▸ **INSTRUCTION**
Find every line in the data below that contains the word "three", and copy each of those lines.

▸ **DATA IN THIS EXERCISE**
....................

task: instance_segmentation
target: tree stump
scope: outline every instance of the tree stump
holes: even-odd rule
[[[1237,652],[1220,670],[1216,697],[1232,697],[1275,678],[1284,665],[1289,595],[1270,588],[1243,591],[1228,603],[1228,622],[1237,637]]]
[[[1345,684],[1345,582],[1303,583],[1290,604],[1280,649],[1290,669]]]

....................

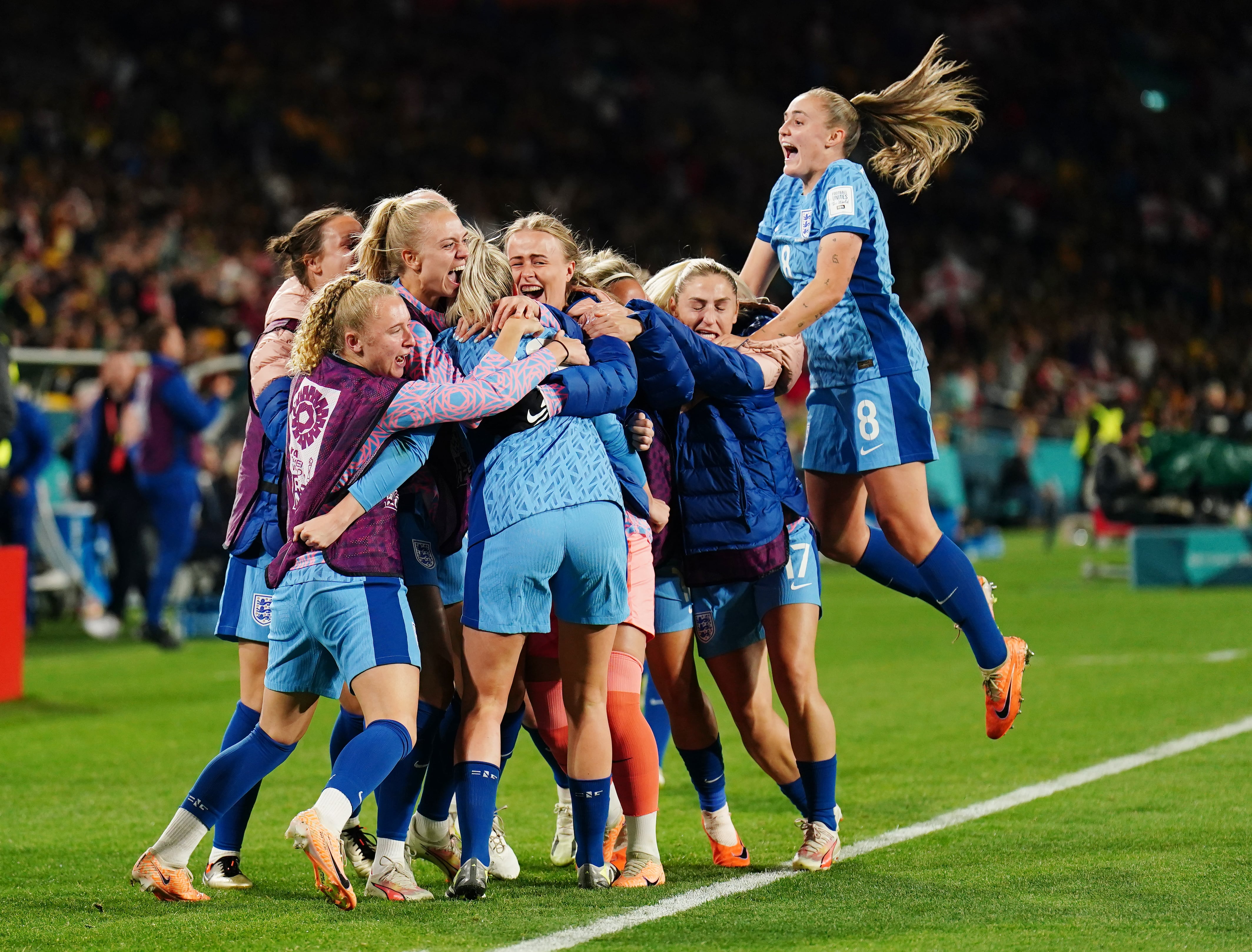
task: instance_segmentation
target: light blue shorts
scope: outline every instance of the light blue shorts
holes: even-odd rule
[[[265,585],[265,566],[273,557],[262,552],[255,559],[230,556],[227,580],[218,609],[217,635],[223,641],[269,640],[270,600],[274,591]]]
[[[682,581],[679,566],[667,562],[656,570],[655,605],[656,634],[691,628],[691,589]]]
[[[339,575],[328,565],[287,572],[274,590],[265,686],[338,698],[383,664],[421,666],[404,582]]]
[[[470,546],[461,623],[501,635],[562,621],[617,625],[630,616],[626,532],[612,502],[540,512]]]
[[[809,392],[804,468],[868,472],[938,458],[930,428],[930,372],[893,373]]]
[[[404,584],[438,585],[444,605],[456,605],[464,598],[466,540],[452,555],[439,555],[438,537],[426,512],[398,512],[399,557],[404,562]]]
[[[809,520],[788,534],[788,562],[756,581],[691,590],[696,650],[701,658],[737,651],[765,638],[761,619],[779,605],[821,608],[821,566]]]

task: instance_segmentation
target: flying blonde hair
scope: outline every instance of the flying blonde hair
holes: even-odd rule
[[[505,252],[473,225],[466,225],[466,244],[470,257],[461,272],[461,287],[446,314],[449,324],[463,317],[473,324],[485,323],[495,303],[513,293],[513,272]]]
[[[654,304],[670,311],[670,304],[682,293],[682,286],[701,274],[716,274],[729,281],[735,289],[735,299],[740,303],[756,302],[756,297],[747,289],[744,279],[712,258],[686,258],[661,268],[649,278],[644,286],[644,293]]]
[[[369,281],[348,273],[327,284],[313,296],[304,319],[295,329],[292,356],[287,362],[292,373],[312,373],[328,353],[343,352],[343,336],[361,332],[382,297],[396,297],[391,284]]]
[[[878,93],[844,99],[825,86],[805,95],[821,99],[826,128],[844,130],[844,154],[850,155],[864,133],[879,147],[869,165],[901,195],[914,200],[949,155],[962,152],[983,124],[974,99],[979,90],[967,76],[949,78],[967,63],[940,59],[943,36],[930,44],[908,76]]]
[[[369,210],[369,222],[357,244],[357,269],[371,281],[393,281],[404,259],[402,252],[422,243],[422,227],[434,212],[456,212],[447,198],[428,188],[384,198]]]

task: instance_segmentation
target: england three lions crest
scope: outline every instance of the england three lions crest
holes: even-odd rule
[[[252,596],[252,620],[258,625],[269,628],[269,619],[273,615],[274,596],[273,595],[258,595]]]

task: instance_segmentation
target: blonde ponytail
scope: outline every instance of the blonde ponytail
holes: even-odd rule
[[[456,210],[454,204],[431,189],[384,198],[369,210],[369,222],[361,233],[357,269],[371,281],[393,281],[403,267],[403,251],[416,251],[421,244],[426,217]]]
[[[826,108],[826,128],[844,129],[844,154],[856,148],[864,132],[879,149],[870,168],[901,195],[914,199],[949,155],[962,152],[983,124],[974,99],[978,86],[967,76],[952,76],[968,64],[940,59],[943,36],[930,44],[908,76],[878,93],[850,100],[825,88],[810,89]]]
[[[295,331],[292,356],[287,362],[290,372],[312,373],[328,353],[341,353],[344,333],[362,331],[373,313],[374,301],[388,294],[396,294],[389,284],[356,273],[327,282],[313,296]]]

....................

▸ **RESULT**
target: england three lions crest
scope: outline every instance of the england three lions crest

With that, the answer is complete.